[Records drawn from a dataset]
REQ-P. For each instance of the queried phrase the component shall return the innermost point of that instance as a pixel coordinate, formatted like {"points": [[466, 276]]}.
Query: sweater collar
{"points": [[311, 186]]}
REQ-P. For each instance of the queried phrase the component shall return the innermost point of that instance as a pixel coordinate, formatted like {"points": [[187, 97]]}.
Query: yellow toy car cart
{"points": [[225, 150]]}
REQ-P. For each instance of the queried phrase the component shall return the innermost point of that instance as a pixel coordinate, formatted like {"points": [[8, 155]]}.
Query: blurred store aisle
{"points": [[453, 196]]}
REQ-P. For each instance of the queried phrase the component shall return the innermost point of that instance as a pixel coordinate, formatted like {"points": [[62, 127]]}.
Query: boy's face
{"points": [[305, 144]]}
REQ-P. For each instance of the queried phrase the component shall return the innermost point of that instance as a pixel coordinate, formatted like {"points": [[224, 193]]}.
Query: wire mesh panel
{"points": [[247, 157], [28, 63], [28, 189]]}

What is required
Every record should be given again without alteration.

Response below
REQ-P. For each instance of the queried phrase the component shall return the innermost point of that instance as a pixel coordinate, formatted like {"points": [[466, 276]]}.
Query: sweater collar
{"points": [[311, 186]]}
REQ-P. For each instance of the queried phrase the component shall return the innermost point of that instance as a pixel coordinate, formatted like {"points": [[187, 97]]}.
Query: yellow toy car cart
{"points": [[225, 150]]}
REQ-P. For each instance of the queried phrase the component shall return the innermost point of that instance as a pixel coordinate, formatted like {"points": [[8, 155]]}.
Query: blurred store aisle
{"points": [[453, 196]]}
REQ-P. For each instance of the queried phrase the component shall return the innermost point of that instance as a pixel coordinate, formatted like {"points": [[62, 127]]}.
Query: boy's face
{"points": [[305, 144]]}
REQ-P. For each instance of the queried phrase the component shall return the innermost point of that instance as a pixel coordinate, formatted like {"points": [[224, 193]]}.
Query: wire mesh panel
{"points": [[247, 157], [28, 63], [28, 189]]}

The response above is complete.